* **Written problem**: Starting with the line with "the large boulder." and going on through the line with "[0,410,534,714]", give those lines again with the request included, and scale every box coordinate in the answers by 2.35, rounding to whole numbers with halves rounded up. Give only these lines.

* **Dataset excerpts**:
** start **

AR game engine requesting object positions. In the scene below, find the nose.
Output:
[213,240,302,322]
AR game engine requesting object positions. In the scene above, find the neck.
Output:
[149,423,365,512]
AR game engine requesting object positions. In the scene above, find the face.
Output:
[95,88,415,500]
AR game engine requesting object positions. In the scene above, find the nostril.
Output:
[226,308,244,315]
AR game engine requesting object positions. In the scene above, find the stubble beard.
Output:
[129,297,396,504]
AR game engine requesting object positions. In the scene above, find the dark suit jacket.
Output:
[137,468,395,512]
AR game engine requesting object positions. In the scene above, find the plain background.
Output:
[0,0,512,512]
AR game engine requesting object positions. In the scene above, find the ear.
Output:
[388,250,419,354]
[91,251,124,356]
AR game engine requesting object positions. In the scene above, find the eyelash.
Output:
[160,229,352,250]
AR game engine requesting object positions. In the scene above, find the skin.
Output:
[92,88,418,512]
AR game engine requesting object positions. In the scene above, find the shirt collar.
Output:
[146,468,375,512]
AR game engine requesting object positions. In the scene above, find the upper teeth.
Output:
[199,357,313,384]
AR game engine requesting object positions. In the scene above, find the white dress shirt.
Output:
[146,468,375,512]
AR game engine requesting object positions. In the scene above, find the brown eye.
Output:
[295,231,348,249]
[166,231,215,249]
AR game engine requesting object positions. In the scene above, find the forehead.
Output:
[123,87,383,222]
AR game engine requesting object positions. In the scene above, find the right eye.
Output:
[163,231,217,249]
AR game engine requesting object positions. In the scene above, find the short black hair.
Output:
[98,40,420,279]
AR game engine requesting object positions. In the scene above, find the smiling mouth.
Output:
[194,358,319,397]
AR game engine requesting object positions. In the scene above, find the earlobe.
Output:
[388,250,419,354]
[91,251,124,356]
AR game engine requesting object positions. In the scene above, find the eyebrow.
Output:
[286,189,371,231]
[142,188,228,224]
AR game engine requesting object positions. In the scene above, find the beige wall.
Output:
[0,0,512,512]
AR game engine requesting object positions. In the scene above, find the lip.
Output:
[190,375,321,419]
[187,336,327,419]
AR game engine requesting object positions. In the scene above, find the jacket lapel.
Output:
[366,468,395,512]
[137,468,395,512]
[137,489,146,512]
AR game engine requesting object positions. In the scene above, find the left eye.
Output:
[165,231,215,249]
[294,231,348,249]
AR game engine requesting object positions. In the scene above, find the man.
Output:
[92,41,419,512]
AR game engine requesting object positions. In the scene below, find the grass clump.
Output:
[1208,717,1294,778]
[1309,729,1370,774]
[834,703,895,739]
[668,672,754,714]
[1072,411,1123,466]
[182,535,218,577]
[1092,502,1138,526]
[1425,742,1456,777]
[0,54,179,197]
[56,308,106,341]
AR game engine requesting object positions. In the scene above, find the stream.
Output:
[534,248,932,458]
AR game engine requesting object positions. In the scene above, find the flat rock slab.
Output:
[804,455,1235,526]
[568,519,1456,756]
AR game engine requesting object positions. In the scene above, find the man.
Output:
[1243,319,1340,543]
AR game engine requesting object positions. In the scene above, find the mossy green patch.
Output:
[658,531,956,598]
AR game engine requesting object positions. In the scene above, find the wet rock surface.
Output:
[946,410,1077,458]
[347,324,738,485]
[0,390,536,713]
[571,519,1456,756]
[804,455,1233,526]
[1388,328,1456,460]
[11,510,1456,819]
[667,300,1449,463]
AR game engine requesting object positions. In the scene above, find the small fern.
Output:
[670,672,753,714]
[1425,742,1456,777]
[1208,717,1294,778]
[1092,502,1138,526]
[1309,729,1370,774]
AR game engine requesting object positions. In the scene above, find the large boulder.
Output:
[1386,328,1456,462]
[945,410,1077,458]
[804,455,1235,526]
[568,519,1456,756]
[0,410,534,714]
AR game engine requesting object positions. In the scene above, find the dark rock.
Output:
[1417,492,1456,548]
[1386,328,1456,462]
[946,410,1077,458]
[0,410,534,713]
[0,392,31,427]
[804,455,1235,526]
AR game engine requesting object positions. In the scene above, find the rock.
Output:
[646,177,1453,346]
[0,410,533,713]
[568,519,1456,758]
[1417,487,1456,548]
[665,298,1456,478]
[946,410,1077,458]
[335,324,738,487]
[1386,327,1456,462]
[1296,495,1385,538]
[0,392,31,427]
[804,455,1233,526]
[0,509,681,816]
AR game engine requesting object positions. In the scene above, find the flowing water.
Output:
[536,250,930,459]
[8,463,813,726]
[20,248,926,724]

** end **

* **The output**:
AR game engine requesting object positions. In the scene above, find the large boulder.
Output:
[3257,771,3422,1086]
[2221,964,2531,1076]
[1889,1069,2902,1236]
[1335,1220,3422,1777]
[0,964,1255,1678]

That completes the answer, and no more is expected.